What you need to do —
Set down every record below exactly as it stands.

Records for the task —
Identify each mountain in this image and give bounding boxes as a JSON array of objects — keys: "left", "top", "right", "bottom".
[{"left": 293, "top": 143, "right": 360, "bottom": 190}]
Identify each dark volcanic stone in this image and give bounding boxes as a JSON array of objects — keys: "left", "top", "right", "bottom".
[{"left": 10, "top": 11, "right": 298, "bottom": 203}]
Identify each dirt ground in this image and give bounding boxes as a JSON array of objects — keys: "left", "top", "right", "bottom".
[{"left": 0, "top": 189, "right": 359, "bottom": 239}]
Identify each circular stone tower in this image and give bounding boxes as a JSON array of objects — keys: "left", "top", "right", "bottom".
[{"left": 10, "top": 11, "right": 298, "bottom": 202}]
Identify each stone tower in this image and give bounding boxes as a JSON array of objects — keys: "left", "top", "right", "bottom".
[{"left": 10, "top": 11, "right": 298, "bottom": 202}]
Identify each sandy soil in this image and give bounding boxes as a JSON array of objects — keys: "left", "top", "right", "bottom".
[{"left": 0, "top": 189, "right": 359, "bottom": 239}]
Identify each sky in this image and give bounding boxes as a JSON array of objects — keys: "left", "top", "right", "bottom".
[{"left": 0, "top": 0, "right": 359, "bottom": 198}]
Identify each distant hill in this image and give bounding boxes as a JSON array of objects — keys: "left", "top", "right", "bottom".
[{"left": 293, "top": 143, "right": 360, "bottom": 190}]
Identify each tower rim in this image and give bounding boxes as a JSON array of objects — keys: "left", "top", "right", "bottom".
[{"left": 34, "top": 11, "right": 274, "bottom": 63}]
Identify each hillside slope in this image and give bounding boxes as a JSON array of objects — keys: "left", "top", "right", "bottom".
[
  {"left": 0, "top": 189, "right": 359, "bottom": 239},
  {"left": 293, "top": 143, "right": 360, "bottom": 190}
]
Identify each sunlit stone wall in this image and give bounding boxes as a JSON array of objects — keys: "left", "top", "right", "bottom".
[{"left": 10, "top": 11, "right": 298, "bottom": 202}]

Answer to this exercise —
Identify each mountain in this image and give bounding boxes as a JSON array of objects — keys: "left", "top", "right", "bottom".
[{"left": 293, "top": 143, "right": 360, "bottom": 190}]
Identify each dark volcanic stone in this image and give bounding boxes as a JSON array of objects — keys: "left", "top", "right", "bottom".
[{"left": 10, "top": 11, "right": 298, "bottom": 203}]
Identify each dirt ground in this image and give bounding boxes as a JSON array of objects — keys: "left", "top", "right", "bottom".
[{"left": 0, "top": 189, "right": 359, "bottom": 239}]
Identify each circular stone tower in this image and give bounding boxes as a JSON array of objects — keys: "left", "top", "right", "bottom".
[{"left": 10, "top": 11, "right": 298, "bottom": 202}]
Identify each stone tower in this image and give bounding boxes as a JSON array of objects — keys: "left", "top", "right", "bottom".
[{"left": 10, "top": 11, "right": 298, "bottom": 202}]
Identify each sandy soil in this image and give bounding boxes as a JSON array of objects — keys: "left", "top", "right", "bottom".
[{"left": 0, "top": 189, "right": 359, "bottom": 239}]
Identify each sky in this image and give bounding boxes as a JSON array of objects — keys: "left", "top", "right", "bottom".
[{"left": 0, "top": 0, "right": 359, "bottom": 198}]
Identify each distant hill in this image and give bounding boxes as a JSON array of objects — keys: "left", "top", "right", "bottom".
[{"left": 293, "top": 143, "right": 360, "bottom": 190}]
Identify each tower rim in this image and give bounding boxes as a JSON array of objects — keys: "left", "top", "right", "bottom".
[{"left": 34, "top": 11, "right": 274, "bottom": 63}]
Identify each hillside slope in this image and give bounding boxes as a JSON array of objects — keys: "left", "top", "right", "bottom".
[
  {"left": 0, "top": 189, "right": 359, "bottom": 239},
  {"left": 293, "top": 143, "right": 360, "bottom": 190}
]
Identify each sunlit stone wall in this image and give bounding boxes as a JSON array of objects — keys: "left", "top", "right", "bottom".
[{"left": 10, "top": 11, "right": 298, "bottom": 202}]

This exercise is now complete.